- _GIVEN TASK 1_
In the listing, turn the lines from the line with "For the benchmark, indicate the blue" up to and including the line with "point(64, 282)" into a JSON list of strings, one string per line and no blank lines. Leave the pictures out.

--- start PASSAGE TO READ ---

Mortgage Payment Holidays Explained – How Will My Mortgage and Credit Be Affected?

Mortgage Advice

Mortgage Advice

Mortgage Payment Holidays Explained – How Will My Mortgage and Credit Be Affected?

If you think you may not be able to afford your mortgage repayments due to short-term financial difficulties, you may be allowed to skip a certain number of repayments. This is known as a mortgage payment holiday and it must only be done with permission from your lender. Although this may seem like an easy decision, there are drawbacks to be aware of and other options to consider. In this guide, we’ll explain everything you need to know about mortgage payment holidays, including how they work, how your mortgage and credit will be affected, the pros and cons, and what other options you have.

What is a Mortgage Payment Holiday in the UK?

A mortgage payment holiday is where, with permission from your lender, you temporarily pause or reduce your monthly mortgage repayments for a specific period. This can be helpful if you’re facing financial difficulties, such as job loss, illness, or unexpected expenses

How Does a Mortgage Payment Holiday Work in the UK?

If your mortgage deal allows for payment holidays, you’ll need to contact your mortgage lender to request one. Your lender will then assessyour financial situation to determine if you qualify – they’ll typically look at factors such as your employment status, income, and payment history. If approved, you’ll agree on the length of the payment holiday, which is typically between 1 to 6 months but can be up to a year.

Assuming you’ve requested to pause your repayments, as opposed to reducing them, you won’t need to make any repayments during the agreed period. However, interest will continue to accrue on your remaining mortgage balance during the payment holiday, therefore, the amount you owe will increase slightly.

As you’ll be behind on payments after a payment holiday and your balance will have increased due to interest, you might need to increase your monthly repayments to get you back on track. If it looks like you’ll struggle to afford the increased payments, you may be allowed to extend your mortgage term to spread the cost over a longer period (thereby reducing your monthly repayments). You may also be able to choose a combination of these options – increasing your repayments slightly but also extending the term to ensure your monthly payment is affordable.

--- end PASSAGE TO READ ---
--- start GIVEN ENTRIES ---

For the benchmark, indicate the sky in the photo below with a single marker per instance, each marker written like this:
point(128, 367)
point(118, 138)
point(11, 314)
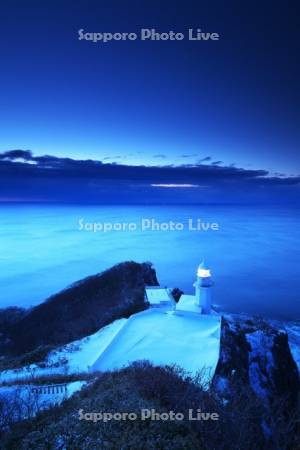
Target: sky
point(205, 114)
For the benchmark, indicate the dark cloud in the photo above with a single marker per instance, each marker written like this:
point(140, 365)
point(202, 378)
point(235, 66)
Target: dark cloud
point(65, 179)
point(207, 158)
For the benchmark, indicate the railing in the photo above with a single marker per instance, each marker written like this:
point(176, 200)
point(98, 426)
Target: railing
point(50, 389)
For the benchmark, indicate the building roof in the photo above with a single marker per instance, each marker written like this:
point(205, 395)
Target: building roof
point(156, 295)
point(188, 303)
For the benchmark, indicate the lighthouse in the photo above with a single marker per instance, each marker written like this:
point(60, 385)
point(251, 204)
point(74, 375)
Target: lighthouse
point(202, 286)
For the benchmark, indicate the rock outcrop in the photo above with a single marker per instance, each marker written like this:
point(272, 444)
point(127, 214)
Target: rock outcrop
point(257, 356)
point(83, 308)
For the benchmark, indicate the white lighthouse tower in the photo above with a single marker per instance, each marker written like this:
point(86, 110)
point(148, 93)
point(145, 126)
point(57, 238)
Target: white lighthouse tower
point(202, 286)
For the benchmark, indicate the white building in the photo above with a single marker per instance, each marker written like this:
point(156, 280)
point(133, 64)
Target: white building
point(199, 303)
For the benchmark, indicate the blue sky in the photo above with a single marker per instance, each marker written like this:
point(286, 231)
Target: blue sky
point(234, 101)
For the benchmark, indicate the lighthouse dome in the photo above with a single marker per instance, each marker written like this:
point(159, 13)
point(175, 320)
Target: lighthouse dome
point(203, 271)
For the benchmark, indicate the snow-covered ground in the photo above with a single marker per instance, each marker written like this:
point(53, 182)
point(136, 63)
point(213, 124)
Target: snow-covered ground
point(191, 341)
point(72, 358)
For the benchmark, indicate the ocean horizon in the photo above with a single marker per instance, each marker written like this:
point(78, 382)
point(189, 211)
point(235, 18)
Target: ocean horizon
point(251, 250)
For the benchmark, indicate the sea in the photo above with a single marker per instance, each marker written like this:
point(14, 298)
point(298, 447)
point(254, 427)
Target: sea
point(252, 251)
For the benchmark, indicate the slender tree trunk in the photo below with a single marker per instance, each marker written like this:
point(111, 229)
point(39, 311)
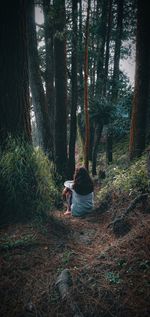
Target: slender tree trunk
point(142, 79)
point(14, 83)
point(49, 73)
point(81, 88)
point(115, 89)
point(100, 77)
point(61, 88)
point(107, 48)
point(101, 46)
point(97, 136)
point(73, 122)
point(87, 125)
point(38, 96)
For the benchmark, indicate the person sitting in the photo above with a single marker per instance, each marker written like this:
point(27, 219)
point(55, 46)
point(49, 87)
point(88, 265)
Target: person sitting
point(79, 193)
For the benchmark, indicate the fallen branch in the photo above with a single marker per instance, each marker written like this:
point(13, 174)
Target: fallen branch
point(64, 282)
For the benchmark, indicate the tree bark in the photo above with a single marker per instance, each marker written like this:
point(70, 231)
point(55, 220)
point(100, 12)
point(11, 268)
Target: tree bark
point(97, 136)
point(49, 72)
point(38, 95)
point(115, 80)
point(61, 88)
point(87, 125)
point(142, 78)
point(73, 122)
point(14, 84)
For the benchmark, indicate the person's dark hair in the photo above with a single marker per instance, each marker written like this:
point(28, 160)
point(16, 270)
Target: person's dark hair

--- end GIVEN ENTRIES ---

- _GIVEN TASK 2_
Based on the text on mortgage payment holidays, decide whether each statement is true, answering yes or no and quoting the words that decide it: (a) A payment holiday usually lasts between one and six months but may run as long as a year. (b) Interest stops building up on the balance while the payment holiday is in effect. (c) A borrower may take a payment holiday without the lender's permission.

- _REPLY 1_
[
  "For the benchmark, indicate the blue sky in the photo above with a single marker per instance, each marker written like this:",
  "point(286, 231)",
  "Target: blue sky",
  "point(234, 101)",
  "For the benchmark, indicate the lighthouse dome in the photo above with a single marker per instance, each marker written like this:",
  "point(159, 13)",
  "point(175, 320)",
  "Target: lighthouse dome",
  "point(203, 271)",
  "For the benchmark, indicate the snow-covered ground in the photo above with a single marker per instance, each marker written like this:",
  "point(53, 182)",
  "point(136, 63)",
  "point(213, 124)",
  "Target: snow-covered ground",
  "point(191, 341)",
  "point(72, 358)",
  "For the benchmark, indicate the ocean horizon in the photo above with a single marker per instance, each marker written like this:",
  "point(78, 382)",
  "point(189, 211)",
  "point(235, 18)",
  "Target: ocean horizon",
  "point(251, 250)",
  "For the benchmark, indicate the sea in the photo above with a single marker per instance, each marker written like this:",
  "point(14, 298)",
  "point(298, 447)",
  "point(254, 427)",
  "Target: sea",
  "point(252, 251)",
  "For the benchmark, indicate the slender tree trunk in the photo below with a single marker per instance, each marker written like this:",
  "point(111, 229)",
  "point(39, 311)",
  "Target: slender tree trunk",
  "point(142, 79)",
  "point(14, 83)",
  "point(49, 73)",
  "point(81, 88)",
  "point(115, 89)",
  "point(100, 77)",
  "point(61, 88)",
  "point(107, 48)",
  "point(101, 46)",
  "point(97, 136)",
  "point(73, 122)",
  "point(87, 125)",
  "point(38, 96)",
  "For the benchmark, indicate the person sitting in the photo above with a single marker per instance, each marker written like this:",
  "point(27, 219)",
  "point(55, 46)",
  "point(49, 87)",
  "point(88, 265)",
  "Target: person sitting",
  "point(79, 193)",
  "For the benchmark, indicate the fallen branch in the photo above with a single marker per instance, each marker written like this:",
  "point(13, 174)",
  "Target: fallen branch",
  "point(64, 282)"
]

- _REPLY 2_
(a) Yes: "typically between 1 to 6 months but can be up to a year"
(b) No: "interest will continue to accrue on your remaining mortgage balance during the payment holiday"
(c) No: "it must only be done with permission from your lender"